Rewrite the listing from its start through the line containing "[[404, 224], [104, 210]]", inclusive, changing "photo" to "image" and leaving everything else as it is. Leave the pictures out.

— Start of RECORDS SHOWN —

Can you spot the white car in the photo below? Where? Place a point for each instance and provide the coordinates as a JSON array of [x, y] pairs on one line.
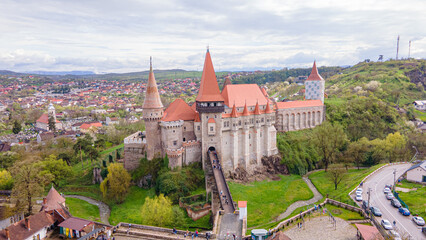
[[386, 224], [395, 235], [419, 221]]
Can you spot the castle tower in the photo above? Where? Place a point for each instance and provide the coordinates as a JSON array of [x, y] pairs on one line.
[[314, 85], [51, 112], [210, 105], [152, 111]]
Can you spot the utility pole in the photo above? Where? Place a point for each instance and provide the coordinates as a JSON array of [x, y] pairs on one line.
[[394, 179], [409, 48], [397, 48]]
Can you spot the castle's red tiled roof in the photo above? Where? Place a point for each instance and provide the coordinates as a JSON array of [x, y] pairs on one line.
[[241, 94], [209, 88], [178, 110], [299, 104], [314, 76]]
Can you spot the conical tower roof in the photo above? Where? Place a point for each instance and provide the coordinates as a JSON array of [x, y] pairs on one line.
[[245, 112], [314, 76], [234, 112], [152, 97], [209, 88], [257, 109]]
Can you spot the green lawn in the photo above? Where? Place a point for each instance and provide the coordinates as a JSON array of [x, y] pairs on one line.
[[414, 199], [83, 209], [130, 211], [267, 199], [343, 213], [352, 179]]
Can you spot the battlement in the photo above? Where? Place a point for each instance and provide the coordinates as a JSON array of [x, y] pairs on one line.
[[172, 124]]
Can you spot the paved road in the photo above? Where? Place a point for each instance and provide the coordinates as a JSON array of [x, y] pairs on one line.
[[404, 224], [104, 210]]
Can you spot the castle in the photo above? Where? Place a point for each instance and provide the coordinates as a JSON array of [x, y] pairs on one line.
[[240, 123]]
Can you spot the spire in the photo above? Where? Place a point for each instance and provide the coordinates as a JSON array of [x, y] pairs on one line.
[[152, 97], [234, 112], [209, 89], [314, 76], [268, 108], [256, 109], [245, 112]]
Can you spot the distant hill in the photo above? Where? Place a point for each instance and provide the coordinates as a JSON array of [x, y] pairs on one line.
[[399, 82]]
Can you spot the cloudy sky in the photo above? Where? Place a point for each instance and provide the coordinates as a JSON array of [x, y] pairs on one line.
[[120, 35]]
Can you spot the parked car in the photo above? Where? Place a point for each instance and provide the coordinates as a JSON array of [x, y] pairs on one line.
[[390, 196], [365, 204], [395, 235], [387, 190], [376, 211], [396, 203], [419, 220], [404, 211], [386, 224]]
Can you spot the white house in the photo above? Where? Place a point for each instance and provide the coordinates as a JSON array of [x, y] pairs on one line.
[[417, 173]]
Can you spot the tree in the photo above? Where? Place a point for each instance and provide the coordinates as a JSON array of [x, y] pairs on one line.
[[329, 140], [6, 180], [357, 150], [29, 183], [116, 184], [52, 124], [157, 211], [58, 169], [16, 127], [336, 174]]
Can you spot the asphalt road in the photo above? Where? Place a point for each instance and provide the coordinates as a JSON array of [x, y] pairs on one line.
[[404, 225]]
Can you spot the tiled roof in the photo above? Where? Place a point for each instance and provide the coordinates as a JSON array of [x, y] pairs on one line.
[[314, 76], [178, 110], [241, 94], [298, 104], [152, 97], [37, 222], [75, 223], [209, 88]]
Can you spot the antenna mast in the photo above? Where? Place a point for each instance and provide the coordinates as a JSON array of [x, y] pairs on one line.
[[409, 48], [397, 48]]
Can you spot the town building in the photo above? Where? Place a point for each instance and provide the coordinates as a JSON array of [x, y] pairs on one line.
[[240, 123]]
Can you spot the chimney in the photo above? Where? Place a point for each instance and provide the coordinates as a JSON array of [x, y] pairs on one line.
[[6, 232], [27, 223]]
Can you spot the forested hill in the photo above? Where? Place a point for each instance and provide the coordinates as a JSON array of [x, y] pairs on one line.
[[281, 75], [399, 82]]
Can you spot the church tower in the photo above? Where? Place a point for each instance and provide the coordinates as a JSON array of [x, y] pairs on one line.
[[210, 105], [152, 111], [314, 85], [51, 112]]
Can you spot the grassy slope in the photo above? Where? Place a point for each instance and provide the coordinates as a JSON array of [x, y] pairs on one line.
[[83, 209], [352, 179], [414, 199], [267, 199]]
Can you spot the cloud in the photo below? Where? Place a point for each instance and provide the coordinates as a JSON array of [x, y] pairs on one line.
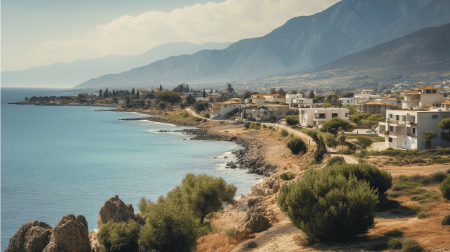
[[227, 21]]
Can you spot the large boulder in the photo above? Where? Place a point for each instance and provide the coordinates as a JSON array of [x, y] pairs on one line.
[[71, 234], [255, 221], [114, 209], [31, 237]]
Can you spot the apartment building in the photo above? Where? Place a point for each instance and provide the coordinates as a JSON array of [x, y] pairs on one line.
[[423, 96], [404, 128], [261, 98], [310, 117]]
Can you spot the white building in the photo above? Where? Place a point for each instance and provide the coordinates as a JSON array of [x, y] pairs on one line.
[[223, 108], [318, 116], [404, 128], [261, 98], [423, 96], [264, 112]]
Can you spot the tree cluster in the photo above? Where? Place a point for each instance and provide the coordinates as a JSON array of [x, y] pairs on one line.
[[173, 223], [336, 203]]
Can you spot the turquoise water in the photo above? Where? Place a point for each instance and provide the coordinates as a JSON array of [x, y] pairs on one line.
[[60, 160]]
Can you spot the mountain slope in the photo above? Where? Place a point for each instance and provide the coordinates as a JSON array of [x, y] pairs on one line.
[[69, 74], [302, 43], [421, 56]]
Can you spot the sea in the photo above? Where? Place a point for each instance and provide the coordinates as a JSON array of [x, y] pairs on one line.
[[57, 160]]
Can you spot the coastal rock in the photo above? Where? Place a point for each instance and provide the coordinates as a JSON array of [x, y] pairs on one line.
[[71, 234], [254, 221], [31, 237], [93, 240], [114, 209]]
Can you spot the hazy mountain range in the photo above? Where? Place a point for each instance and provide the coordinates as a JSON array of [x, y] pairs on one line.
[[302, 43], [420, 56], [73, 73]]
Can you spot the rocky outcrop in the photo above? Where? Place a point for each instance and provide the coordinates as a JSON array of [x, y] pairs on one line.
[[31, 237], [255, 221], [114, 209], [71, 234]]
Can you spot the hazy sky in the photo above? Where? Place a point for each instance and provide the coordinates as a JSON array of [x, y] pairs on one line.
[[41, 32]]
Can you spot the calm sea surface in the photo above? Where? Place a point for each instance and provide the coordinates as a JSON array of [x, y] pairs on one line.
[[60, 160]]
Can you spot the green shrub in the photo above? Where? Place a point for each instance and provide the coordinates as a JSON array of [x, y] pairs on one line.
[[446, 220], [394, 244], [378, 179], [230, 232], [287, 176], [118, 236], [292, 120], [329, 207], [296, 145], [364, 142], [411, 245], [335, 160], [393, 233], [168, 227], [445, 187]]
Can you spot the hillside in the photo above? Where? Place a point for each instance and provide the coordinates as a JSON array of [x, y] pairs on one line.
[[421, 56], [70, 74], [302, 43]]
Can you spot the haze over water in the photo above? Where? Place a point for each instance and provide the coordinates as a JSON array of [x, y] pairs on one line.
[[59, 160]]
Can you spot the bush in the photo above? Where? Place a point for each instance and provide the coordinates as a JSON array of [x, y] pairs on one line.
[[394, 244], [393, 233], [296, 145], [411, 245], [329, 207], [446, 220], [336, 160], [168, 228], [378, 179], [364, 142], [445, 188], [118, 236], [292, 120], [287, 176]]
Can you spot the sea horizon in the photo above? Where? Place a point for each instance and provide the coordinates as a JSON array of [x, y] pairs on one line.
[[58, 160]]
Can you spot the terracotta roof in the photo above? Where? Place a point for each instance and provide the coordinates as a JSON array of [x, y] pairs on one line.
[[427, 87], [374, 103], [225, 103], [412, 92]]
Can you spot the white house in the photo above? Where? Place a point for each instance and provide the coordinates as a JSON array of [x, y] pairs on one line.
[[404, 128], [222, 108], [264, 112], [261, 98], [423, 96], [318, 116]]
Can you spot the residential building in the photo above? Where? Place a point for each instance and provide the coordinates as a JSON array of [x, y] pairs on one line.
[[264, 112], [423, 96], [223, 108], [404, 128], [373, 107], [261, 98], [309, 117]]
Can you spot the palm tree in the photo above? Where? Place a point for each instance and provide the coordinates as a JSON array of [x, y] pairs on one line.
[[342, 139], [428, 136]]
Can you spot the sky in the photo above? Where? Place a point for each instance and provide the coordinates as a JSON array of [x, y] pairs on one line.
[[42, 32]]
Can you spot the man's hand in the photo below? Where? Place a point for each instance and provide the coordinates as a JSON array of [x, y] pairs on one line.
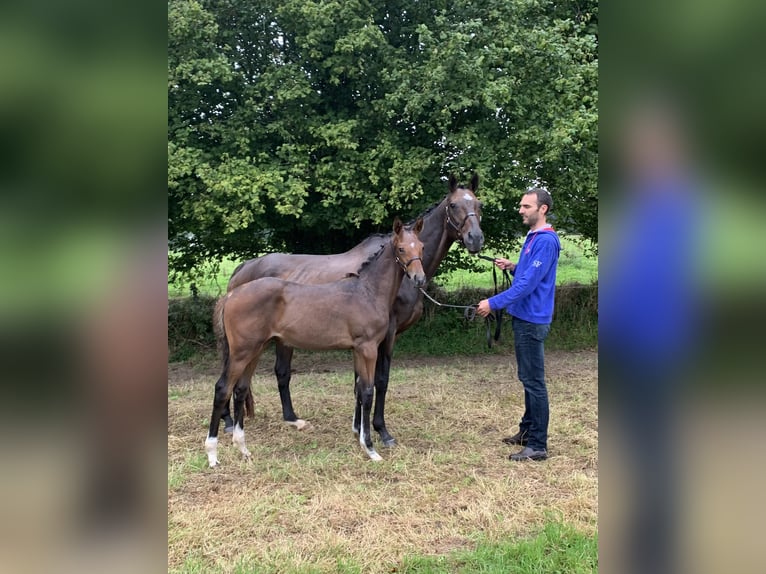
[[505, 264]]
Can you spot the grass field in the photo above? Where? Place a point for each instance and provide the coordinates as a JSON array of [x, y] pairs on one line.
[[445, 500], [576, 265]]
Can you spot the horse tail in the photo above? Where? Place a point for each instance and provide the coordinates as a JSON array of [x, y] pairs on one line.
[[220, 332], [223, 342]]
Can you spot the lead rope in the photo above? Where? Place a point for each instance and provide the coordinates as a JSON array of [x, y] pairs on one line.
[[469, 314], [506, 284]]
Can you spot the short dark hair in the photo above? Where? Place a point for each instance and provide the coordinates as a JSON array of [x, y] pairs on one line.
[[543, 197]]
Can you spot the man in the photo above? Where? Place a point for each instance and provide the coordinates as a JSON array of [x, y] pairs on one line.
[[530, 302]]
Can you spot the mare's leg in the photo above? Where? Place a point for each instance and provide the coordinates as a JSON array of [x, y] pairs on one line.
[[382, 369], [228, 422], [357, 422], [364, 359], [282, 369]]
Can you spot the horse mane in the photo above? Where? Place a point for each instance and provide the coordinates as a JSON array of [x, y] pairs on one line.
[[371, 258]]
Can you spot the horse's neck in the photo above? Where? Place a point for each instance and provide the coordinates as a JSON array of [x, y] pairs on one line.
[[436, 237], [384, 275]]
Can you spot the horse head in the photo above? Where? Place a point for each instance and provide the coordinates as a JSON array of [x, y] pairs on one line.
[[464, 213], [408, 250]]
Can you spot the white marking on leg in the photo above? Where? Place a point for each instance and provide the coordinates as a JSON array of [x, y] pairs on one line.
[[211, 448], [300, 424], [238, 438], [369, 450]]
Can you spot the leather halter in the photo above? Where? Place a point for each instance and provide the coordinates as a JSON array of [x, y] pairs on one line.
[[401, 263], [406, 265], [458, 228]]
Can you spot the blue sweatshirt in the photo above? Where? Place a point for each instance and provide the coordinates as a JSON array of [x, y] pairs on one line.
[[531, 296]]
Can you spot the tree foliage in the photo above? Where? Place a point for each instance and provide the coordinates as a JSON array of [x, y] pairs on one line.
[[305, 125]]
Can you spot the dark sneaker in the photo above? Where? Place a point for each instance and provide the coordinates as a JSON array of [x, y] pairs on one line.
[[519, 438], [529, 454]]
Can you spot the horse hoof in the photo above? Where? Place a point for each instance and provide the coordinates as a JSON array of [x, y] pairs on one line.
[[374, 455], [300, 424]]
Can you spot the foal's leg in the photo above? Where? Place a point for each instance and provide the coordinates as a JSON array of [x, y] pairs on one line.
[[364, 359], [220, 402], [242, 392], [238, 435], [228, 422], [282, 369]]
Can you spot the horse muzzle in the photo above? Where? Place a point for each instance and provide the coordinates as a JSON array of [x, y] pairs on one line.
[[419, 279], [473, 242]]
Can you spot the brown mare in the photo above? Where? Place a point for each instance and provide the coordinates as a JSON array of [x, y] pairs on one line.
[[455, 218], [351, 313]]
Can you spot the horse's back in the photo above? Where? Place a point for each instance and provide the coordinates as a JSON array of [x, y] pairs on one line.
[[301, 268]]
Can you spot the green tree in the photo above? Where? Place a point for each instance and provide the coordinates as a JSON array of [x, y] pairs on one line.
[[305, 125]]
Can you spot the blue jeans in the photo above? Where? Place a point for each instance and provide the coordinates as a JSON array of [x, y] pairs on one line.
[[529, 344]]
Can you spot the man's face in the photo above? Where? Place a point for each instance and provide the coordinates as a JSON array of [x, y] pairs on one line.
[[529, 210]]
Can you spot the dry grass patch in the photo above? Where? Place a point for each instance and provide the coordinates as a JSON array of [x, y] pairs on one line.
[[314, 498]]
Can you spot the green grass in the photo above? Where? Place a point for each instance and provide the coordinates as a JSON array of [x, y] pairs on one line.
[[558, 548], [576, 265]]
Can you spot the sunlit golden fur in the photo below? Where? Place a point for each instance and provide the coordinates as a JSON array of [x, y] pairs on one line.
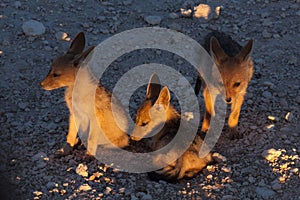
[[165, 127], [62, 74], [236, 71]]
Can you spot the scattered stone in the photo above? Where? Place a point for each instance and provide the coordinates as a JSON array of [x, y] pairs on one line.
[[61, 35], [18, 4], [276, 185], [272, 118], [226, 169], [39, 156], [271, 155], [264, 192], [219, 158], [22, 105], [228, 197], [202, 11], [153, 19], [267, 94], [50, 185], [266, 34], [85, 187], [186, 12], [175, 26], [127, 2], [289, 116], [173, 15], [82, 170], [33, 28]]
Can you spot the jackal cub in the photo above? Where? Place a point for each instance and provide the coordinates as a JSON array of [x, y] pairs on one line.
[[62, 74], [236, 68], [156, 115]]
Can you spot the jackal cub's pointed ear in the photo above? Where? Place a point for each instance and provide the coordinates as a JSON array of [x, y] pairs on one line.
[[77, 44], [153, 88], [80, 58], [164, 97], [245, 53], [216, 51]]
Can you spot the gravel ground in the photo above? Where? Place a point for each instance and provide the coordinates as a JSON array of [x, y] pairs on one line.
[[264, 164]]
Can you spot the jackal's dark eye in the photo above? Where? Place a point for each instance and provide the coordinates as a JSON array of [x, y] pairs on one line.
[[236, 84]]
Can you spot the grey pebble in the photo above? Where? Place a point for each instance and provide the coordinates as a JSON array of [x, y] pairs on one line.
[[264, 192], [267, 94], [153, 19], [50, 185], [22, 105], [33, 28]]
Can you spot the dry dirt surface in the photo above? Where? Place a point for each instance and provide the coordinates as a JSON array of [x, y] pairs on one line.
[[264, 164]]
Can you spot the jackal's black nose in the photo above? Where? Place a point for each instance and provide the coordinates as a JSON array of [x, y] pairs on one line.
[[228, 100]]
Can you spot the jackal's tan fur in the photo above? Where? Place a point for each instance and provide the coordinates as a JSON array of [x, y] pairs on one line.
[[62, 74]]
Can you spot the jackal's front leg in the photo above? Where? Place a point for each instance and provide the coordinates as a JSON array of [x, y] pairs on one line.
[[71, 139], [234, 116], [208, 110]]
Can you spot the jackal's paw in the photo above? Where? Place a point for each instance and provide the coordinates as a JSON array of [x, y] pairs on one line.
[[64, 151], [234, 134]]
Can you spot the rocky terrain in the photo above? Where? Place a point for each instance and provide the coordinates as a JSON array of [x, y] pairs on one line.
[[264, 164]]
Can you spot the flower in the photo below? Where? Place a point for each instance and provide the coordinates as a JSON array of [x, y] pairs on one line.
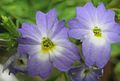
[[16, 63], [97, 29], [83, 73], [47, 45], [4, 76]]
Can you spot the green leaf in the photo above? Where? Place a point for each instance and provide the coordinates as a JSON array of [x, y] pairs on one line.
[[8, 24]]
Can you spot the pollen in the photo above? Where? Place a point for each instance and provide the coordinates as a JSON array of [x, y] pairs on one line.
[[47, 45], [97, 32]]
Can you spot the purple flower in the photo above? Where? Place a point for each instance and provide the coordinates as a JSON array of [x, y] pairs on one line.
[[16, 63], [47, 45], [84, 73], [97, 29]]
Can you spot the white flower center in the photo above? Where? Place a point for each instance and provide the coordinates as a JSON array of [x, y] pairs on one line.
[[97, 32], [47, 45]]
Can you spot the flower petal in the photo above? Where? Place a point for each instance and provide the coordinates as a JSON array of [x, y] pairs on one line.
[[113, 37], [28, 49], [93, 53], [51, 18], [61, 58], [74, 23], [78, 33], [36, 66], [29, 31], [28, 41], [41, 22]]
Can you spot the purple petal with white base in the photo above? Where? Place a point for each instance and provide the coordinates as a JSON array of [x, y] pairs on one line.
[[47, 45], [97, 29]]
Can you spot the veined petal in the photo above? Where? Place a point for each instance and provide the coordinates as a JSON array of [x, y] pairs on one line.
[[28, 49], [63, 34], [78, 33], [57, 28], [28, 31], [28, 41], [93, 53], [36, 66], [51, 18], [63, 58], [75, 24], [113, 37], [41, 22], [102, 52], [83, 17]]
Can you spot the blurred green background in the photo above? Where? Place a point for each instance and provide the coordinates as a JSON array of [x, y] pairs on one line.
[[20, 11]]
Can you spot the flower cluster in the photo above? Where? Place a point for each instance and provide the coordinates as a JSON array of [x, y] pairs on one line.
[[46, 44]]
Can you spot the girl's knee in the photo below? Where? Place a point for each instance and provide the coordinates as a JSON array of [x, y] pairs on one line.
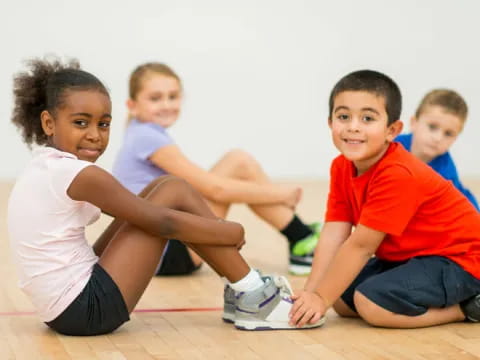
[[369, 311], [241, 159]]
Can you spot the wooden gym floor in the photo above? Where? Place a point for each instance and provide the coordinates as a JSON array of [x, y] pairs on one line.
[[154, 332]]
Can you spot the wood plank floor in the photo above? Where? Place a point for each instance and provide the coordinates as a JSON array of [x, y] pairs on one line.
[[201, 334]]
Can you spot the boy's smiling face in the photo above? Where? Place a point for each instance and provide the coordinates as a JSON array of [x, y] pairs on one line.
[[359, 127]]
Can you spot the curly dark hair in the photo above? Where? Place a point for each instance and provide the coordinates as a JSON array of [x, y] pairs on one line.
[[43, 87], [373, 82]]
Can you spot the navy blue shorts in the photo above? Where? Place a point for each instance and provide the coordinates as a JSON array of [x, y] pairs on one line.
[[98, 309], [412, 287]]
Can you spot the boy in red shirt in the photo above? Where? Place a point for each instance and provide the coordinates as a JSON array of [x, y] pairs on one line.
[[424, 232]]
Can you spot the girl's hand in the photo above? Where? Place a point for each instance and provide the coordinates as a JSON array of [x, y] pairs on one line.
[[308, 307]]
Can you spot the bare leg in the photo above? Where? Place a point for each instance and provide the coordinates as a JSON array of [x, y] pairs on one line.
[[132, 255], [343, 309], [378, 316], [240, 165]]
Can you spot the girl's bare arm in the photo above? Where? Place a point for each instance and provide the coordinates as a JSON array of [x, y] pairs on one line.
[[101, 189]]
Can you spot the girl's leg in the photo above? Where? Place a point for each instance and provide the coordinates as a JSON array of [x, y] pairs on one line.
[[132, 255], [240, 165], [378, 316]]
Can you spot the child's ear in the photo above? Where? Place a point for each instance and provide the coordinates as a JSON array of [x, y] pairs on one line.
[[413, 122], [394, 130], [131, 107], [48, 123]]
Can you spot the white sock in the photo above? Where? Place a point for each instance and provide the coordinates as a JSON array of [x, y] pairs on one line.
[[250, 282]]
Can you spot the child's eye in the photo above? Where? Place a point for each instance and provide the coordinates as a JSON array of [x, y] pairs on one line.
[[104, 125], [80, 123]]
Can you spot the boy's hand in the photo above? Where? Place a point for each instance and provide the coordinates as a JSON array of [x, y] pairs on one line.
[[308, 307]]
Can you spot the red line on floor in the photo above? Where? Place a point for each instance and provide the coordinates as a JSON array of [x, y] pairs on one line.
[[24, 313]]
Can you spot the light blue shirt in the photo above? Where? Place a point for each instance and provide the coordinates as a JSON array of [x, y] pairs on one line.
[[132, 166], [444, 165]]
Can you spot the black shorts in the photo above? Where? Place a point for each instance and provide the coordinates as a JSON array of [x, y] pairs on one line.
[[412, 287], [98, 309], [176, 260]]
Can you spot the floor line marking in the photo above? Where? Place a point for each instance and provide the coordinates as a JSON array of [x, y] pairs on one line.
[[153, 310]]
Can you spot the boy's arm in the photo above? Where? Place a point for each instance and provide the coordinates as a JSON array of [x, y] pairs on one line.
[[333, 235], [345, 266]]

— End of RECORDS SHOWN —

- EXERCISE RESPONSE -
Can you spot the white car in the image below? Where? Place a point for each instance and provide the coordinates as a JSON array of [x, y] pairs on one line.
[[386, 224], [395, 235], [419, 221]]
Can you spot the castle tower in the image above? Where? Place a point for each instance and provide the coordinates as a JSON array of [x, y] pairs on one line.
[[314, 85], [51, 112], [210, 105], [152, 111]]
Can you spot the utility pole in the image above? Where? Place a point for each instance and provide the coordinates as a JSON array of [x, y] pairs on one line.
[[394, 179], [409, 48], [397, 48]]
Can you spot the castle's red tiled roof in the image above? Where? Place a point for each instance and provide the coordinates as a JSON array of [x, y] pairs on one line.
[[241, 94], [209, 88], [178, 110], [299, 104], [314, 76]]
Can you spot the conical tower roof in the image above? Where? Place a point for each instance and provide the coordinates as a JSON array of [x, y] pairs on one line.
[[245, 112], [314, 76], [234, 112], [152, 97], [209, 88], [257, 109]]
Can you spot the green lawn in the image above? Where? Place a point for each instance and provide the coordinates as a JSON array of [x, y] pairs on one line.
[[414, 199], [83, 209], [130, 211], [267, 199], [343, 213], [352, 179]]
Can you spot the battlement in the image above? Where? Place a point for each instance and provide the coordinates as a JSON array of [x, y] pairs on one line.
[[172, 124]]
Can you spot the paved road in the image above? Where? Place a point for each instance and provide the coordinates as a JSON array of [x, y] pairs on one line.
[[404, 224], [104, 210]]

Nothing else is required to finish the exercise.